── SOURCE EXTRACT

About two years into my new environmental education, I weathered Hurricane Matthew without evacuating the area, and watched, just three months after my move to Alabama, as Hurricane Florence ravaged the town I had come to love.

Amidst all this chaos, poisoning my lawn with weed-killing chemicals was not an option I found appealing. My Wilmington lawn was much more sprawling than my Alabama lawn, with just as much towering and bushy foliage. My roommates were as focused as I was on their writing, their schoolwork, their nights of getting pointlessly drunk in bars to bemoan their inability to get published. This, coupled with (at least) my rising awareness of the American lawn as a blight, led to my very first unintentional meadow lawn, full of plants arbitrarily deemed as weeds, covered in rotting leaf litter in the fall.

My mother would visit and lovingly scold me for my house’s lack of curb appeal. This was another rented property where I and the people whom I lived with had to take lawn maintenance into our own hands despite a lack of know-how. Our landlord, a writer who lived in France, sometimes Spain, sometimes Italy, had provided us with an electric lawnmower. Not the kind with large, chargeable batteries, but the kind with a half-mile-long chord to be plugged into an external outlet.

And so my first battle with an overgrown lawn took place with my mother in the background, watching her newly independent 24-year-old daughter struggle with a narrow, out-of-date, eco-mower, its sad engine wailing as it attempted to take down colonies of towering ragweed. Only five minutes into my first mowing experience did I zig when I should have zagged. And the blade of the mower sliced through its own cord, desperate to be free of its nightmarish task. I couldn’t blame it.

Though our neglect kept our front and back lawns a wilderness, we had no nesting birds to speak of in the Wilmington house. We did, however, have a flea-ridden cat who lived on our outdoor trash can and who, despite the protests of my roommates, I named Earl, plus a rather curvaceous possum who bedded down in the wall between my room and the downstairs bathroom.

Carolina wren
Carolina wren.
Photo by George, courtesy Pixabay.
Carolina wrens often mate for life. This isn’t odd for birds. Roughly 90 percent of bird species do, practicing at least social monogamy, if not sexual monogamy. The social dynamics of birds are complicated, and I hesitate to make any blanket statements, as the social dynamics of human romance are just as puzzling.

────
── GIVEN INFORMATION

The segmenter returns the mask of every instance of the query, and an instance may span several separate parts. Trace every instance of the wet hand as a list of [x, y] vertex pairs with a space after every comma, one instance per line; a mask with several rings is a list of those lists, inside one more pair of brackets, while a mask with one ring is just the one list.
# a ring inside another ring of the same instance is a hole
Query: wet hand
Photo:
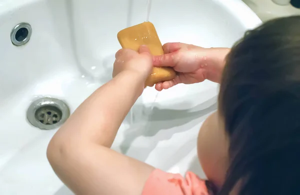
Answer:
[[163, 46], [164, 54], [153, 57], [156, 66], [170, 66], [178, 72], [170, 80], [156, 84], [158, 90], [168, 89], [178, 84], [192, 84], [206, 79], [218, 82], [224, 58], [230, 50], [225, 48], [206, 48], [180, 42]]
[[112, 77], [121, 72], [136, 74], [144, 82], [153, 68], [152, 56], [146, 46], [142, 46], [138, 52], [121, 49], [116, 54]]

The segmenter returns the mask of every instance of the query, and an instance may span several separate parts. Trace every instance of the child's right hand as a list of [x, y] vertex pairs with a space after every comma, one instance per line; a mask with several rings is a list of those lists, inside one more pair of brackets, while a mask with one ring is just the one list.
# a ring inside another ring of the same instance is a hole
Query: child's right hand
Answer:
[[158, 90], [178, 84], [192, 84], [206, 79], [220, 82], [228, 48], [206, 48], [180, 42], [170, 42], [162, 48], [164, 54], [153, 57], [156, 66], [170, 66], [179, 74], [170, 80], [156, 84]]

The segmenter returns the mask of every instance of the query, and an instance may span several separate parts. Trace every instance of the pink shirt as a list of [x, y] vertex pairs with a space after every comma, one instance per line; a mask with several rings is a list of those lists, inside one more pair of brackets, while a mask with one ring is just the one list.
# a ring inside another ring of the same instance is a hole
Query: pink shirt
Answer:
[[196, 174], [186, 172], [169, 174], [155, 170], [146, 182], [142, 195], [208, 195], [205, 181]]

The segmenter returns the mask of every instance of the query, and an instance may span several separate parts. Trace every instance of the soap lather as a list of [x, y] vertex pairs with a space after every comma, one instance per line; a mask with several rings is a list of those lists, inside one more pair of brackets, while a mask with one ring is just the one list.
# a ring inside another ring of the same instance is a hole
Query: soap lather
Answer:
[[[155, 28], [152, 23], [148, 22], [120, 31], [118, 34], [118, 39], [122, 48], [138, 51], [140, 46], [146, 45], [152, 54], [158, 56], [164, 54], [162, 46]], [[176, 72], [172, 68], [154, 67], [146, 80], [145, 86], [152, 86], [158, 82], [172, 80], [176, 76]]]

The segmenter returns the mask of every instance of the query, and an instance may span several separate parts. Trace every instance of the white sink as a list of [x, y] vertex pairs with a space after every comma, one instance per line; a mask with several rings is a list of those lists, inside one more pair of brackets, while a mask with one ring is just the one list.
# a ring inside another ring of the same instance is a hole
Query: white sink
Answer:
[[[143, 22], [146, 5], [146, 0], [0, 0], [0, 194], [72, 194], [46, 158], [56, 130], [32, 126], [27, 108], [37, 97], [50, 96], [73, 112], [110, 78], [120, 48], [116, 34]], [[230, 47], [260, 23], [240, 0], [152, 0], [150, 21], [163, 43], [204, 47]], [[22, 22], [31, 25], [32, 36], [17, 47], [10, 32]], [[189, 169], [204, 176], [196, 140], [202, 122], [216, 108], [218, 86], [178, 85], [160, 92], [154, 104], [156, 94], [146, 89], [133, 109], [135, 116], [145, 112], [148, 122], [128, 129], [126, 120], [112, 148], [165, 170]]]

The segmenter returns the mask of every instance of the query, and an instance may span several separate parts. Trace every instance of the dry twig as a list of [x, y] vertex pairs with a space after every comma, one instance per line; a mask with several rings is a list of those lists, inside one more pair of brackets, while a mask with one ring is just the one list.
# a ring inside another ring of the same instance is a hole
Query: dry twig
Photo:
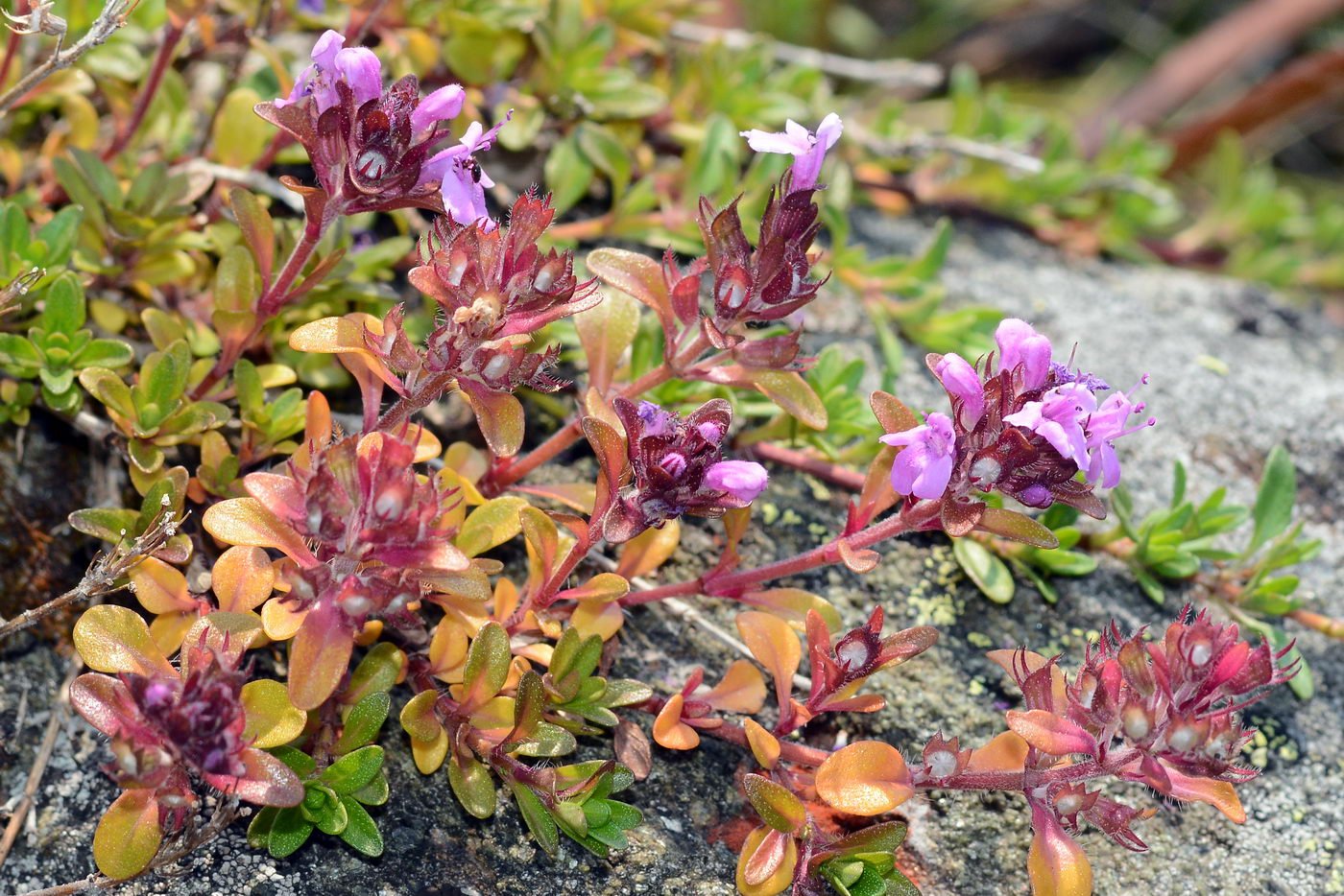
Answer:
[[[39, 3], [34, 7], [32, 13], [27, 19], [27, 27], [23, 30], [9, 26], [15, 34], [50, 34], [56, 38], [56, 48], [50, 56], [36, 69], [26, 74], [23, 78], [15, 83], [13, 87], [0, 94], [0, 113], [5, 111], [12, 106], [20, 97], [27, 94], [30, 90], [36, 87], [42, 81], [44, 81], [52, 71], [59, 71], [60, 69], [69, 69], [75, 63], [79, 56], [85, 55], [97, 46], [106, 43], [108, 38], [113, 35], [117, 28], [126, 24], [126, 16], [130, 11], [136, 8], [138, 0], [108, 0], [102, 12], [94, 19], [93, 24], [89, 26], [89, 31], [83, 38], [77, 40], [69, 48], [62, 50], [60, 44], [66, 38], [66, 23], [59, 16], [51, 15], [51, 3]], [[13, 16], [7, 17], [13, 19]]]
[[[167, 497], [164, 498], [167, 501]], [[108, 553], [99, 553], [89, 566], [79, 584], [70, 588], [59, 598], [47, 600], [40, 607], [26, 610], [13, 619], [0, 623], [0, 641], [4, 641], [16, 631], [23, 631], [39, 619], [51, 615], [60, 607], [77, 600], [101, 598], [124, 587], [120, 582], [130, 570], [140, 564], [146, 556], [161, 548], [168, 539], [177, 533], [181, 520], [168, 509], [167, 502], [159, 516], [149, 527], [129, 544], [122, 541]]]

────

## EXERCISE DIRECTIONS
Rewrite the passage about the overgrown Wilmington lawn, starting at "And so my first" and ending at "the downstairs bathroom.", with "ragweed" changed to "goldenrod".

## EXERCISE SOLUTION
And so my first battle with an overgrown lawn took place with my mother in the background, watching her newly independent 24-year-old daughter struggle with a narrow, out-of-date, eco-mower, its sad engine wailing as it attempted to take down colonies of towering goldenrod. Only five minutes into my first mowing experience did I zig when I should have zagged. And the blade of the mower sliced through its own cord, desperate to be free of its nightmarish task. I couldn’t blame it.

Though our neglect kept our front and back lawns a wilderness, we had no nesting birds to speak of in the Wilmington house. We did, however, have a flea-ridden cat who lived on our outdoor trash can and who, despite the protests of my roommates, I named Earl, plus a rather curvaceous possum who bedded down in the wall between my room and the downstairs bathroom.